- Exercise aim -
Copy each line of the records that holds the string "below".

- Region pointing data -

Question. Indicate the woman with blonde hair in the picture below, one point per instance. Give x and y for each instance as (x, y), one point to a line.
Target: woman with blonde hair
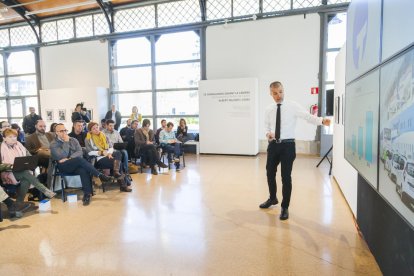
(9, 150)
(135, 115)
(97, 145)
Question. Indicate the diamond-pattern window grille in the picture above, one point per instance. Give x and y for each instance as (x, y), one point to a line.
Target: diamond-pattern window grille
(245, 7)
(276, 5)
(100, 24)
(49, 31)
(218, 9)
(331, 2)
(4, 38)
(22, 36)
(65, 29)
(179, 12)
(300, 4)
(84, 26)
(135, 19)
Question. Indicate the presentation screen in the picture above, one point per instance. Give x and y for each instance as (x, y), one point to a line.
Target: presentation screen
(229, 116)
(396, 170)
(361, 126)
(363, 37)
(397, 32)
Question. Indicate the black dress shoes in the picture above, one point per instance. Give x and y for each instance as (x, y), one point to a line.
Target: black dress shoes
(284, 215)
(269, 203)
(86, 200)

* * *

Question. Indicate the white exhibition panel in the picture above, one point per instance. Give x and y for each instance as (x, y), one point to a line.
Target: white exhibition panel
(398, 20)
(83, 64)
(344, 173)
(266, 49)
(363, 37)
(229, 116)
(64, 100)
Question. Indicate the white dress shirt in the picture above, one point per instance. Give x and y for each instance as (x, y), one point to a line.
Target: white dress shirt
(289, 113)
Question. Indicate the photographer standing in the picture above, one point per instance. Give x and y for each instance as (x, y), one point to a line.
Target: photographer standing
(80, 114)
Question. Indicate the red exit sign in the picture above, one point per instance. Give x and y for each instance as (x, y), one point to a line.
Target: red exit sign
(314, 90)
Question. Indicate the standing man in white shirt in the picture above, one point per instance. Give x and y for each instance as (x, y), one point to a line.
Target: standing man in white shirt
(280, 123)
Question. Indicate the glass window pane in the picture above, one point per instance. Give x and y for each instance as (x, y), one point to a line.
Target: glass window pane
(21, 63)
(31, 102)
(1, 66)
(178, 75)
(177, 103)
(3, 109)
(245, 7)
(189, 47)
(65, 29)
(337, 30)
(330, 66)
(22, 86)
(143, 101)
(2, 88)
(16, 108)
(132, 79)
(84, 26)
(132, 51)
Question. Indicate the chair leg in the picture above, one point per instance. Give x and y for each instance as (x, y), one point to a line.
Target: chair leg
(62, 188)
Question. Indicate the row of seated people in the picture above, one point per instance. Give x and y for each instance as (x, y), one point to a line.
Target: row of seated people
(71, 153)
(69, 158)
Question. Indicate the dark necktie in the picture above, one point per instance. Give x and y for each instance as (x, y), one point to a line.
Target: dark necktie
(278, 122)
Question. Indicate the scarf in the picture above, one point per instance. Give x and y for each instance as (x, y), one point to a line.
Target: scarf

...

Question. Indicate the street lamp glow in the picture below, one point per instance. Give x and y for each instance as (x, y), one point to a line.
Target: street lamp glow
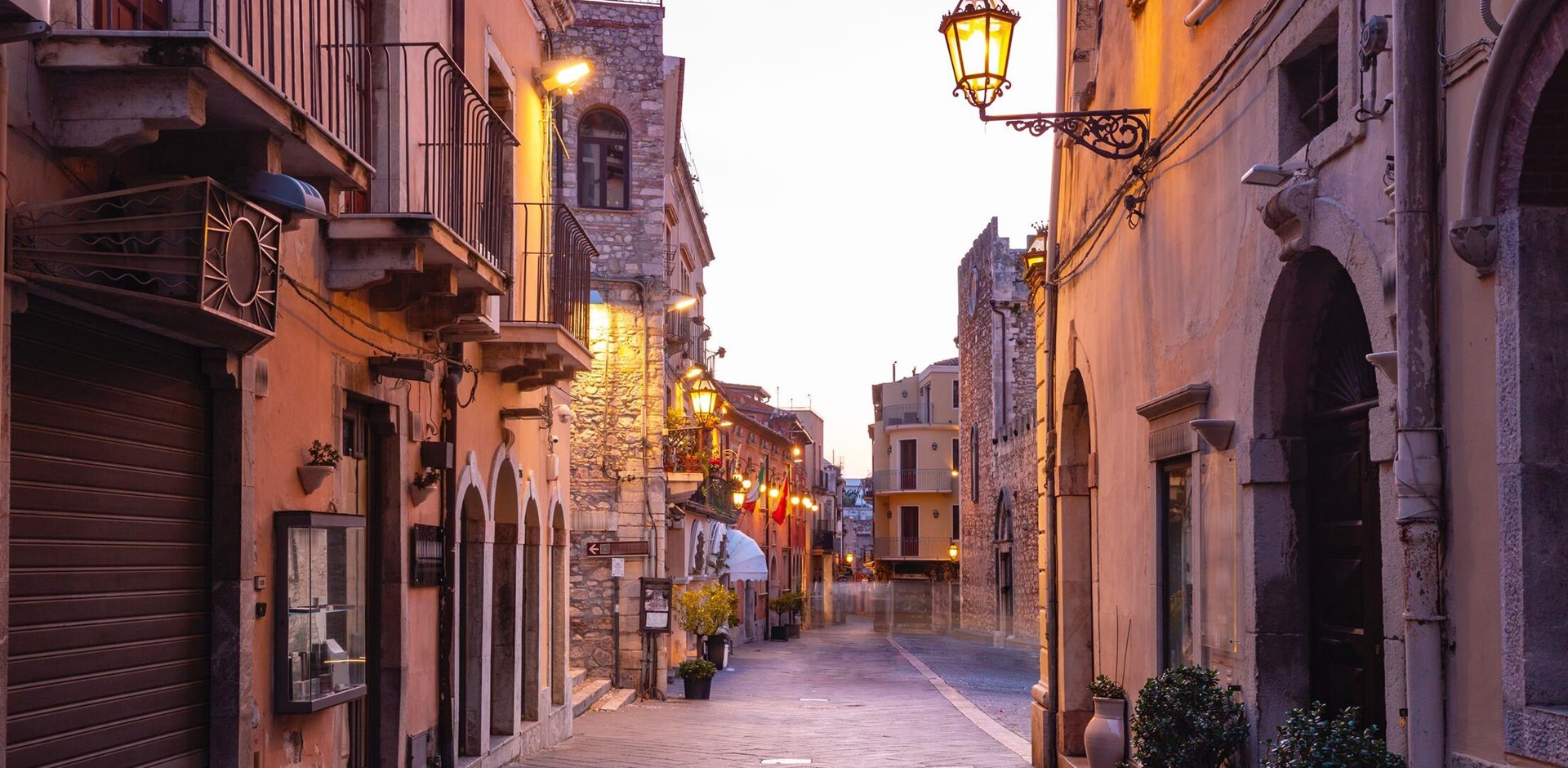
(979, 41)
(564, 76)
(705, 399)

- Response -
Question. Indicate the woman with blonde hair in the picture below, one point per instance. Give x and y for each instance as (x, y), one point to a line.
Question. Indicate the street lamp glow in the picture below, one point per instance. Give x and y for each instance as (x, y), one point to a line.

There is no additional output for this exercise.